* **やること**:
A: 選択テキストによると、赤門は正式には何という名の門ですか。
B: 選択テキストの表をもとに、上屋敷が江戸城の周辺に置かれた理由を説明してください。
C: 選択テキストの表「武家屋敷の区別」に挙げられている区分を、すべて書き出してください。

* **選択テキスト**:
東大赤門(国の重要文化財)
赤門は、東京大学の代名詞ともなっています。13代藩主前田斉泰のもとに、11代将軍家斉の娘・溶姫が輿入れしたときにつくられた御住居の表門です。1825年の建造。正式には御守殿門(ごしゅでんもん)といいます。明治36年の敷地拡充の折りに、西へ15メートルほど移されました。地下鉄丸の内線「本郷三丁目」駅から徒歩8分、南北線「東大前」駅より徒歩12分ほか、バスの便もあります。
 
「江戸名所図会」にみる大名屋敷
いまは官庁が集中する霞ガ関はその昔、大藩の大名屋敷がたち並んでいました。「図会」は二組の大名行列がすれ違うところを描いていますが、日傘をさした女性グループも、僧侶も、天秤をかついだ物売りも平気で歩いています。庶民が道端に土下座して顔もあげられないのは映画かテレビの世界だけのようです。
 
 
赤門のデザイン
 
東御長屋の井戸跡
大名屋敷には、足軽など下級武士が住む長屋がありました。長屋の井戸跡(いまは埋められてしまいました)が、東大病院がある竜岡門を入ってすぐの山上会館竜岡門別館の前にあります。「この井戸は江戸詰めの藩士が暮らした生活空間(長屋)に伴う唯一の遺構として評価される」と説明文にありました。

東御長屋の石垣(竜岡門)
コンクリートの塀の下に旧長屋の石垣が残り、写真の左手前に下水の排水口らしいものが見えます。

表 武家屋敷の区別
上屋敷
藩主とその家族の居所。道を隔てた反対側にある「向屋敷」もあった。登城の便から江戸城の周辺に配置され藩役所の機能も持った。
下屋敷
隠居所または世継ぎの居所。また上屋敷の修理や被災の際の避難所。側衆・大番頭・留守居役のような幹部にも一代を限り2ヶ所に与えられた。多くは郊外にあり、別荘や庭園として使われた。

中屋敷

大藩が持ち、参勤交代の家臣の宿舎などに当てられた。
添屋敷
それそれの屋敷の付属建物を添屋敷といった。
蔵屋敷
米穀や国元の産物を貯蔵した。倉屋敷ともいった。
抱屋敷
武士・寺社・町人が百姓地を購入することがあり、これを抱地という。そこに建てる家屋をいった。
大縄地
下級武士の宅地は職務上で同じ組に属する者がまとまって屋敷地を与えられたが、これは土地を一括することから大縄地・大縄屋敷といわれた。
町並屋敷
大奥女中・医師・絵師・坊主・能役者等に給与し、彼らは町人に貸して地代を収めた。武家地としては異例。

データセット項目
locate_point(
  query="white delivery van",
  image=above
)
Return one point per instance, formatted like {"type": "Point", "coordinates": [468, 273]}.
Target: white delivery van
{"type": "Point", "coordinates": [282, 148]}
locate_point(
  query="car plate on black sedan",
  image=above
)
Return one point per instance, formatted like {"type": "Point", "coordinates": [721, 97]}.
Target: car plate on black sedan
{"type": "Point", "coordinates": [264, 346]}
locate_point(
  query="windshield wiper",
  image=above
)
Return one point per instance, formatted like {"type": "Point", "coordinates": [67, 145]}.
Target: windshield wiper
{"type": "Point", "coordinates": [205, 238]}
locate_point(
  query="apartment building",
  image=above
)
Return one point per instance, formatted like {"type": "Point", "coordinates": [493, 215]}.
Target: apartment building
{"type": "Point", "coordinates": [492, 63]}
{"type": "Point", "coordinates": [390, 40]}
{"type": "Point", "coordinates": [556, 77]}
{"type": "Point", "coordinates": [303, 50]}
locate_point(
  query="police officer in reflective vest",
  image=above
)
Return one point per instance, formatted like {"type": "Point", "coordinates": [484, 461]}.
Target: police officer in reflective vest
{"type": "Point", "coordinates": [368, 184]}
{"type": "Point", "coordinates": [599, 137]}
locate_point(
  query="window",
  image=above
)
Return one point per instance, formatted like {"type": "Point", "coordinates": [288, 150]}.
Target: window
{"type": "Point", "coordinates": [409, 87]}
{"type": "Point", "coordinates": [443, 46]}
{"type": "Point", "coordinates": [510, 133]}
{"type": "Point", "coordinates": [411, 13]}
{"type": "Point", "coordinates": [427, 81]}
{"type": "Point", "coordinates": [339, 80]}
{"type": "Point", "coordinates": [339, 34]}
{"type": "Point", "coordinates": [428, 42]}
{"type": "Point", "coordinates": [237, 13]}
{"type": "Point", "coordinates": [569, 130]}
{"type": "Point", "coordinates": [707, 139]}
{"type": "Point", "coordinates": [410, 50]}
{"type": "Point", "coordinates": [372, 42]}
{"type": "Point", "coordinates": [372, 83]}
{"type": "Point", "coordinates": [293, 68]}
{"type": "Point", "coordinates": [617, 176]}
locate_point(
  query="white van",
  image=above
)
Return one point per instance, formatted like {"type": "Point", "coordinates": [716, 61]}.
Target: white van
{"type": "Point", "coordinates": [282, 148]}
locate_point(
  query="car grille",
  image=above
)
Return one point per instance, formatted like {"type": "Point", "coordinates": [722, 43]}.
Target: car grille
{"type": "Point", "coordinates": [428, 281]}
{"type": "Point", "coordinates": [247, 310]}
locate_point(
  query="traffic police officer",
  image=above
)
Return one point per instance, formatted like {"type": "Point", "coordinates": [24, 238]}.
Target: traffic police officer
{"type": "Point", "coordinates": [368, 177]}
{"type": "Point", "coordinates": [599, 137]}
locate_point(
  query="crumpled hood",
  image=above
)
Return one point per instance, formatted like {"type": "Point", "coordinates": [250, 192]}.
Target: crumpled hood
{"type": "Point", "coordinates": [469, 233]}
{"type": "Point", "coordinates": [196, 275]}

* **解答**:
A: 御守殿門(ごしゅでんもん)です。

B: 上屋敷は藩主とその家族の居所であり、登城の便を考えて江戸城の周辺に配置されました。

C: 上屋敷、下屋敷、中屋敷、添屋敷、蔵屋敷、抱屋敷、大縄地、町並屋敷